§ Provided passage:
+===+
I visited my dermatologist last week. Or should I say we Zoomed each other? I was worried beforehand. Should I put my largest shirt on backwards and sit on the edge of a table looking at my phone while I waited to be connected with my doctor? Would I have to scan my skin, scalp included, with my smartphone?
The nurse asked whether anything had changed since I last visited the office last autumn. I spoke about some bumps around my neck, a bit of itching there and on my scalp. Did I have enough salve? I was running out. Could I get more, please? The nurse looked down, presumably at the laptop she was carrying and transmitting herself to me on, and noted that I had several never-filled prescriptions still on file at my pharmacist. She told me to wait. The doctor would be with me shortly.
It’s usually at this point that I catch up on reading all the brochures on hand. When I used to visit a general practitioner in Saugerties, the brochures’ direness could be countered with Children’s Highlites. Now I was in my office, where I am all the time. I scanned book titles to see if there was anything that might hold my attention better than Henry James, Barbara Kingsolver, or Guy de Maupassant. I was picking out a slim, back-pocket-bent Mickey Spillane when my phone spoke. It was the doctor.
I’d chastise my father for always trying to make his doctors like him. Don’t joke, I’d say. You want to use your time to impart and glean information.
+===+
§ Information:
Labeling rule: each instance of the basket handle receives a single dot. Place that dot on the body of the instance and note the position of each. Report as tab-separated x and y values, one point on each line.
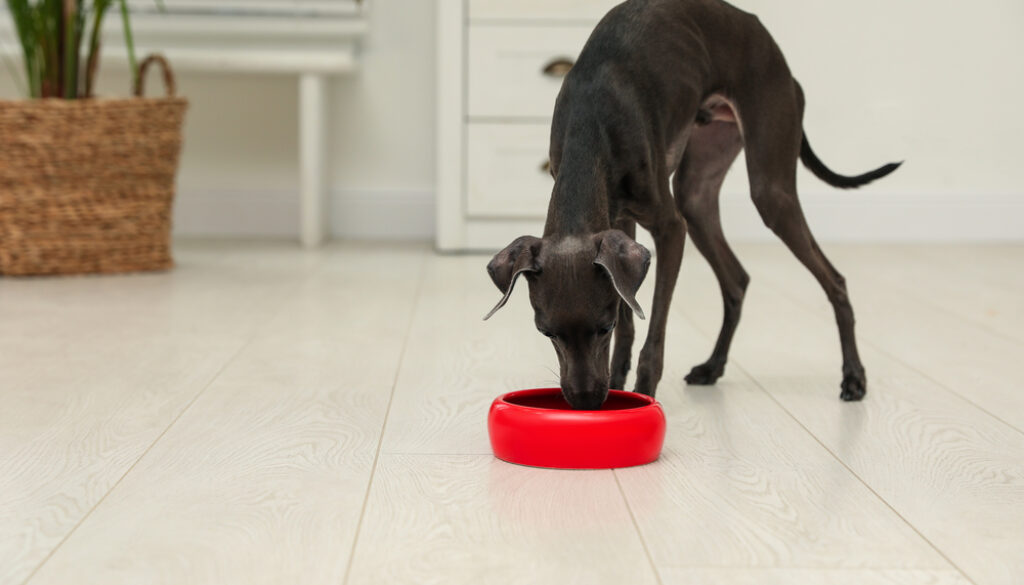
168	75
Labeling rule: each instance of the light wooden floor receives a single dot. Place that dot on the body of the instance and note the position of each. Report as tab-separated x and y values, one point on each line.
263	415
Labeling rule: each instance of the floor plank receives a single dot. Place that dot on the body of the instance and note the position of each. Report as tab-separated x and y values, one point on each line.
263	478
960	353
951	470
92	370
468	519
742	485
457	363
675	576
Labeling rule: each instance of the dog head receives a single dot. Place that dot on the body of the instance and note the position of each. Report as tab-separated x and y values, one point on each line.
576	285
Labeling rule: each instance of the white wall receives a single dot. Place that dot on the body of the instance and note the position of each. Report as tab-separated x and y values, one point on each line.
936	82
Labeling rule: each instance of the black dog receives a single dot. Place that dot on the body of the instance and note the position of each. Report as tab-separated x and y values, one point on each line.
666	86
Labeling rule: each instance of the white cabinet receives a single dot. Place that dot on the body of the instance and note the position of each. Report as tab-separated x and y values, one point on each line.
516	72
500	67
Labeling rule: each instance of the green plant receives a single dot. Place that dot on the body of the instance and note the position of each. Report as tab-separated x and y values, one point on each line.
51	33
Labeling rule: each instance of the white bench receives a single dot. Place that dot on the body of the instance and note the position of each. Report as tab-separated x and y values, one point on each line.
312	39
+===+
§ Work instructions:
1. Answer these questions from the dermatology passage:
(a) What did the nurse find still on file at the pharmacist?
(b) In what town did the writer use to see a general practitioner?
(c) Whose book was the writer picking out when the phone spoke?
2. Please repeat everything in the dermatology passage from "I’d chastise my" down to "and glean information.".
3. Carry the dermatology passage forward from its last line.

§ Answers to this exercise:
1.
(a) Several never-filled prescriptions.
(b) Saugerties.
(c) Mickey Spillane's.

2.
I’d chastise my father for always trying to make his doctors like him. Don’t joke, I’d say. You want to use your time to impart and glean information.

3.
I asked the doctor if I should strip. She laughed. Used to the surrealism of the situation, she moved right along to talk about skin problems as we age, how they stay with us, how we need to keep treating them. She moved me on to a receptionist, not visible on my phone, who made an in-person appointment for next month.
It was all painless. I wasn’t wearing shoes the entire time.
I carried the Mickey Spillane a few steps and placed it on my bedside table.
My father would have loved this sort of doctoring, I thought. My mother, whose final year was spent under constant treatment, grew to love the human contact with the nurses. She hated the seeming coldness of the oncologists.
I wonder how much of our medical needs will now be met remotely, moving forward. Will this improve healthcare in remote areas? Will good health now be forced to rely on decent broadband?
I noticed something from my new general practitioner.
Blood test, it read. I wonder how they plan that one over my phone.